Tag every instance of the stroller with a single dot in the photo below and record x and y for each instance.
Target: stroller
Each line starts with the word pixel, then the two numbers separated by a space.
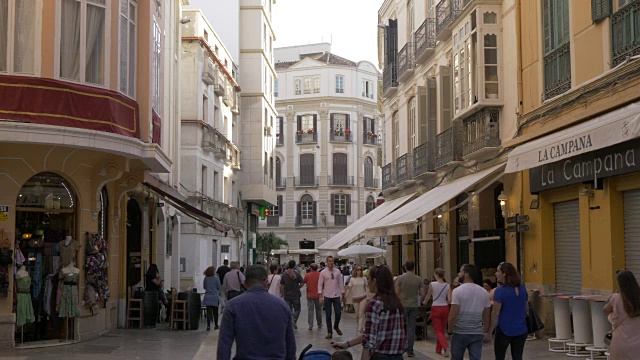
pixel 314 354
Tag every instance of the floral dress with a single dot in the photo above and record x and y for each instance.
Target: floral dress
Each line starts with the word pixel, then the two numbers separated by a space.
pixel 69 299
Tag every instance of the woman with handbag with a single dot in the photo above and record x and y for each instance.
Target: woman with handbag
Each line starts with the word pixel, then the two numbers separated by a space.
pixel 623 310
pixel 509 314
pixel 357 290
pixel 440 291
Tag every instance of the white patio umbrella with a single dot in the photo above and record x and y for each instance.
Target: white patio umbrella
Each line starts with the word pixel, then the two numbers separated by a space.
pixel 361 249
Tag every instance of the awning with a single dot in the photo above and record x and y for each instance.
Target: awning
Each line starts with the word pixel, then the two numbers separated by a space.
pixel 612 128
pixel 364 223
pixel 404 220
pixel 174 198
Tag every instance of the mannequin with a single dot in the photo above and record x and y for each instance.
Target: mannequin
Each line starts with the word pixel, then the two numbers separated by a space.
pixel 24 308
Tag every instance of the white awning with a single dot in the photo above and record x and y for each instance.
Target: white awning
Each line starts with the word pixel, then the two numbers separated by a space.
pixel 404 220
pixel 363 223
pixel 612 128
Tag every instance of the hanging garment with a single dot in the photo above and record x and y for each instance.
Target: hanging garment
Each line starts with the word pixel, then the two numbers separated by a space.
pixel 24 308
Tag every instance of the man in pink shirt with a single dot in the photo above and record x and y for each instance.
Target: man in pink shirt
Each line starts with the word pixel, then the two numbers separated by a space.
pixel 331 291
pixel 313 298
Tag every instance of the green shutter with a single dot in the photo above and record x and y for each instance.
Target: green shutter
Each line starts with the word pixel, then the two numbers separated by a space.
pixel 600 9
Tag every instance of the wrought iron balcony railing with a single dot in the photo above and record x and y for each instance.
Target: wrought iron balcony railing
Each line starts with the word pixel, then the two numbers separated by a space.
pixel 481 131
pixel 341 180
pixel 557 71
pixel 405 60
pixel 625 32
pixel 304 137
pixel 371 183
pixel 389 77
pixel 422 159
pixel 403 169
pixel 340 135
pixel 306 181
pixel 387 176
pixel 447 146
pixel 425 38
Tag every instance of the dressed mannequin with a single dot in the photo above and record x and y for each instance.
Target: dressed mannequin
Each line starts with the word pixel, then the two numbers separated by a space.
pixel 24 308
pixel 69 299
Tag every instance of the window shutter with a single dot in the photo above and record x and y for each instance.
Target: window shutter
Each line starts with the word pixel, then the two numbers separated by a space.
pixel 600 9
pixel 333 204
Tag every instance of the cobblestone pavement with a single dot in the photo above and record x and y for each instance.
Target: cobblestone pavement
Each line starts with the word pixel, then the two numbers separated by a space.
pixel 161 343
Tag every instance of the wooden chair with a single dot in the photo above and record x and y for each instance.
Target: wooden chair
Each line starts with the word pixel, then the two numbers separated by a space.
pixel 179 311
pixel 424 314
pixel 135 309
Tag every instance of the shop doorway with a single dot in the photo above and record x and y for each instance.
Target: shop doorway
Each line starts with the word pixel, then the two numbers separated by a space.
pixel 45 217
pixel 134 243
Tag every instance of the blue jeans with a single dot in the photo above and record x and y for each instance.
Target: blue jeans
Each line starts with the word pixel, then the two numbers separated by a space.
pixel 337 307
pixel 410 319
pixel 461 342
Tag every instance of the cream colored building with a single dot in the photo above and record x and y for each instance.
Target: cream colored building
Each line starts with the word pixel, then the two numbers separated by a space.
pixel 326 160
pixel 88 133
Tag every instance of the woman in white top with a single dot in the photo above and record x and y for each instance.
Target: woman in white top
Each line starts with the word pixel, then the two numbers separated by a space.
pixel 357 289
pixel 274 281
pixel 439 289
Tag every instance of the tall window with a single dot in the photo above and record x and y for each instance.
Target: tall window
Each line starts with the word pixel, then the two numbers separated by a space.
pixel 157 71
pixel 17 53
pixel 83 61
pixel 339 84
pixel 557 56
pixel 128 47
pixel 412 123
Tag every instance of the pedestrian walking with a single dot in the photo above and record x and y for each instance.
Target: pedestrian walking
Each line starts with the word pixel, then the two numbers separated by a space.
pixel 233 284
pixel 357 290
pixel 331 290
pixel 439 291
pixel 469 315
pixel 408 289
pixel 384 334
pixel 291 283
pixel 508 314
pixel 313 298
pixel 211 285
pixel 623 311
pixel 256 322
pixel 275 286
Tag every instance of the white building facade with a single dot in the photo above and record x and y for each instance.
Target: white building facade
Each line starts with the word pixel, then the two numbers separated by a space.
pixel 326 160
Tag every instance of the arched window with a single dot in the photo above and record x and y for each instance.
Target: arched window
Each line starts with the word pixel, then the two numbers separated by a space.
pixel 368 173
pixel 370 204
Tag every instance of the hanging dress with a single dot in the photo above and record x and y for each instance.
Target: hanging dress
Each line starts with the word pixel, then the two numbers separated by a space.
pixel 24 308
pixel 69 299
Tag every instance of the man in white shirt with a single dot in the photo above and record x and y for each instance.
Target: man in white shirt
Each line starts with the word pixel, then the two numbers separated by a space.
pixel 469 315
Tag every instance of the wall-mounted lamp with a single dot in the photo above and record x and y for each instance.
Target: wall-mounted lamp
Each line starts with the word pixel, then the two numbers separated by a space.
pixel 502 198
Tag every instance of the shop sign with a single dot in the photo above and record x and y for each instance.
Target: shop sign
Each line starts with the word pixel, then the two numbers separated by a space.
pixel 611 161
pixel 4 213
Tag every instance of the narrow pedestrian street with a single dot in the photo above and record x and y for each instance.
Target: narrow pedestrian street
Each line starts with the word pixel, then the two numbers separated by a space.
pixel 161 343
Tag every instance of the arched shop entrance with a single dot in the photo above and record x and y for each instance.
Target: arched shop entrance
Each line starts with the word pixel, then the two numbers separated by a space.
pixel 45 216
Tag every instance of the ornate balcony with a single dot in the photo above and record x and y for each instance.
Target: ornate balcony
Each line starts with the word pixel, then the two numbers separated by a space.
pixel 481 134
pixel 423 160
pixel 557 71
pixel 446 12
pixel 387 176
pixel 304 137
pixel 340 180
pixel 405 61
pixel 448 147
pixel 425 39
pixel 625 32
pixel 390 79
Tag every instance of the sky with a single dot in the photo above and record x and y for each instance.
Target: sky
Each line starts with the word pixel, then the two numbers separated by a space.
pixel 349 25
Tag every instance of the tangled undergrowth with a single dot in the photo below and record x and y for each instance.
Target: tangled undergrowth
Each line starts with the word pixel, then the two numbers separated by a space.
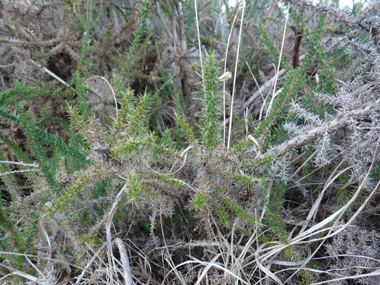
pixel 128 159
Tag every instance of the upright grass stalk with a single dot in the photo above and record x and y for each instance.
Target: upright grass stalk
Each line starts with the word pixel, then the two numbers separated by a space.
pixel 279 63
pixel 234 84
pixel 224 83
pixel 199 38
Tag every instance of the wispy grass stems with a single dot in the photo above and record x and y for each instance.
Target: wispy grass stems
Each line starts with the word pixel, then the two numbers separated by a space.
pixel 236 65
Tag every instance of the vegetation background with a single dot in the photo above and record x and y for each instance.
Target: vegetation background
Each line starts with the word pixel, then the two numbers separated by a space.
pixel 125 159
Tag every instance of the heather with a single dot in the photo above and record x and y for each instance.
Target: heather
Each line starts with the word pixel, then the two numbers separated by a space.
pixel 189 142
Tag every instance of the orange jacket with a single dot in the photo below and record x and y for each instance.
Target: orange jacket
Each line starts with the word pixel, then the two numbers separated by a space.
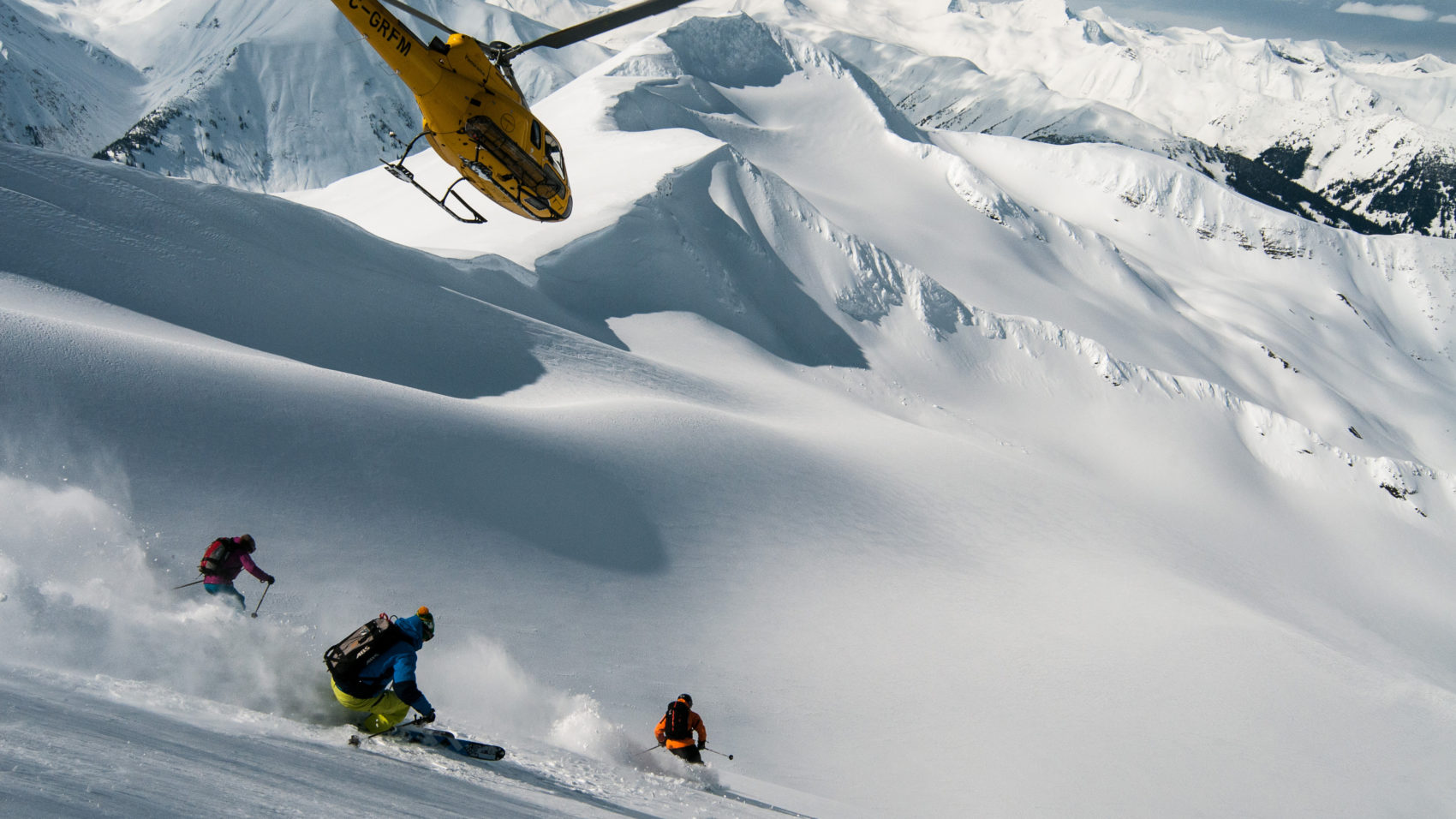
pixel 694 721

▸ Problem to solve
Which lines of the data contain the string "woman"? Copy each of them.

▸ Solved problem
Tag every instance of the woman with handbag with a single dot in the photo above and record x and y for each instance.
Target: woman with handbag
Tag every instance of the woman in white top with a single dot in the photo above and record x and y for each instance.
Target: woman in white top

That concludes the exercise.